:: TASK OBJECTIVE ::
Please return the full listing below without altering anything.
------ RECORDS SUPPLIED
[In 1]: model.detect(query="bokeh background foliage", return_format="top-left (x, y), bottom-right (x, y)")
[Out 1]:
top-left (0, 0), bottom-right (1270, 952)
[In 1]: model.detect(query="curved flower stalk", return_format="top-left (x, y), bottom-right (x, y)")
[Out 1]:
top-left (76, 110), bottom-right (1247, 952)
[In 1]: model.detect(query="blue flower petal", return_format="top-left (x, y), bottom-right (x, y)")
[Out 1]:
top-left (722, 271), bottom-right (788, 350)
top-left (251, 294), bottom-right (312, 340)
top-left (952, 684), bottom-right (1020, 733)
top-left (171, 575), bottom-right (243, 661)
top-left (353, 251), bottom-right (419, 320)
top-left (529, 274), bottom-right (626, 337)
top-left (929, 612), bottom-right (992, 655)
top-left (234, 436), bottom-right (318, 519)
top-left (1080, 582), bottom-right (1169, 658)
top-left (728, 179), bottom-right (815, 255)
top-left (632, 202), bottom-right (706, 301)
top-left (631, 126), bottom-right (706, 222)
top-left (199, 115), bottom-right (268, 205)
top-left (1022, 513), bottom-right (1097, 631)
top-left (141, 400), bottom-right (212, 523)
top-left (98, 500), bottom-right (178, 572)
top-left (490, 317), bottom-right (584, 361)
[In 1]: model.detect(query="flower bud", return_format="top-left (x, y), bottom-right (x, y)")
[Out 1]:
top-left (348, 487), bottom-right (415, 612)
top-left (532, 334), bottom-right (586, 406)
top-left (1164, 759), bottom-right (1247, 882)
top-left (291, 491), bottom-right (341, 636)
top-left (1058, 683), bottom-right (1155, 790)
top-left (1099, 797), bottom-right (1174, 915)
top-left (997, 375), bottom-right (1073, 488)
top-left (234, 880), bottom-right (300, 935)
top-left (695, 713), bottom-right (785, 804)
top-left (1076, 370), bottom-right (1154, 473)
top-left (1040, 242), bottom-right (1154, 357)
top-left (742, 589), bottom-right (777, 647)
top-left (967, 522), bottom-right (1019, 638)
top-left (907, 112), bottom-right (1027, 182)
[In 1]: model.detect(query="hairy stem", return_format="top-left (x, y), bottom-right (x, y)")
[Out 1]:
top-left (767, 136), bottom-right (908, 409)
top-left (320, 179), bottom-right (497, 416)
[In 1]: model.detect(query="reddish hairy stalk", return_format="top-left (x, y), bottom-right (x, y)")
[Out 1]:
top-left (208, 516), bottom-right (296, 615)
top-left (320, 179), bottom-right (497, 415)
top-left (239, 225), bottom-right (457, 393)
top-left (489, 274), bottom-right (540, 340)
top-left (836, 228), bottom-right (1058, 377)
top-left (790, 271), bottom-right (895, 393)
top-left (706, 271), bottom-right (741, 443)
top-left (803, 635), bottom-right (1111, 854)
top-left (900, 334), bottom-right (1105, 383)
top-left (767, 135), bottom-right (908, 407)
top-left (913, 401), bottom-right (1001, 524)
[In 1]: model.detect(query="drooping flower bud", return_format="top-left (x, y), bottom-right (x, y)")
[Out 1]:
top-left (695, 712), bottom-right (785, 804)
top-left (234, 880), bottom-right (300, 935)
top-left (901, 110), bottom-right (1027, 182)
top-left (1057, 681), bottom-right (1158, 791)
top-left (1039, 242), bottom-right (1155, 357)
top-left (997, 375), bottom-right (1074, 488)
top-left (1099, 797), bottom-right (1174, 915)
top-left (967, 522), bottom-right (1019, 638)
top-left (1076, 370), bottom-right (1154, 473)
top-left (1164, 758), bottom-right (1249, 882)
------------
:: RESPONSE FOR THIS EXERCISE ::
[In 1]: model.detect(query="bokeh background foliage", return_format="top-left (x, y), bottom-right (x, y)")
[Out 1]:
top-left (0, 0), bottom-right (1270, 952)
[In 1]: model.detect(query="curved flower stalk", return_format="top-left (x, y), bottom-right (x, y)")
[Out 1]:
top-left (76, 110), bottom-right (1247, 952)
[In 1]: model.detect(query="blue flower petal", return_format="top-left (x, y), bottom-right (x, y)")
[Out 1]:
top-left (722, 271), bottom-right (788, 350)
top-left (251, 294), bottom-right (312, 340)
top-left (952, 684), bottom-right (1020, 733)
top-left (171, 575), bottom-right (243, 661)
top-left (353, 251), bottom-right (419, 320)
top-left (529, 274), bottom-right (626, 337)
top-left (929, 612), bottom-right (992, 655)
top-left (234, 436), bottom-right (318, 519)
top-left (1080, 582), bottom-right (1169, 658)
top-left (728, 179), bottom-right (815, 255)
top-left (632, 202), bottom-right (706, 301)
top-left (631, 126), bottom-right (706, 222)
top-left (199, 115), bottom-right (268, 205)
top-left (1022, 513), bottom-right (1097, 631)
top-left (141, 400), bottom-right (212, 523)
top-left (98, 500), bottom-right (178, 572)
top-left (490, 317), bottom-right (584, 361)
[In 1]: model.detect(query="flower bud", return_format="top-left (x, y), bottom-right (x, y)")
[Out 1]:
top-left (348, 487), bottom-right (415, 612)
top-left (532, 334), bottom-right (586, 406)
top-left (1164, 759), bottom-right (1247, 882)
top-left (291, 491), bottom-right (341, 636)
top-left (1058, 683), bottom-right (1155, 790)
top-left (1099, 797), bottom-right (1174, 915)
top-left (997, 375), bottom-right (1073, 488)
top-left (234, 880), bottom-right (300, 935)
top-left (695, 713), bottom-right (785, 804)
top-left (1076, 370), bottom-right (1154, 473)
top-left (1040, 242), bottom-right (1154, 357)
top-left (742, 589), bottom-right (777, 647)
top-left (967, 522), bottom-right (1019, 638)
top-left (907, 112), bottom-right (1027, 182)
[In 1]: model.detect(query="hairy stem", return_format="top-left (x, y), bottom-right (x, y)")
[Out 1]:
top-left (767, 136), bottom-right (908, 409)
top-left (320, 179), bottom-right (497, 416)
[In 1]: model.detect(query="reddish hairy stalk", return_format="top-left (x, y), bottom-right (x, y)")
[Out 1]:
top-left (208, 516), bottom-right (296, 615)
top-left (320, 179), bottom-right (497, 415)
top-left (239, 225), bottom-right (457, 393)
top-left (489, 274), bottom-right (540, 340)
top-left (836, 228), bottom-right (1058, 377)
top-left (790, 271), bottom-right (895, 393)
top-left (706, 271), bottom-right (741, 443)
top-left (803, 635), bottom-right (1111, 854)
top-left (900, 334), bottom-right (1105, 383)
top-left (767, 135), bottom-right (908, 407)
top-left (913, 401), bottom-right (1001, 524)
[In 1]: model.detect(query="drooping flower bud", return_format="top-left (x, y), bottom-right (x, y)")
[Out 1]:
top-left (695, 712), bottom-right (785, 804)
top-left (234, 880), bottom-right (300, 935)
top-left (901, 110), bottom-right (1027, 182)
top-left (1057, 681), bottom-right (1158, 791)
top-left (1039, 242), bottom-right (1155, 357)
top-left (997, 375), bottom-right (1074, 488)
top-left (1099, 797), bottom-right (1174, 915)
top-left (967, 522), bottom-right (1019, 638)
top-left (1076, 370), bottom-right (1154, 473)
top-left (1164, 758), bottom-right (1249, 882)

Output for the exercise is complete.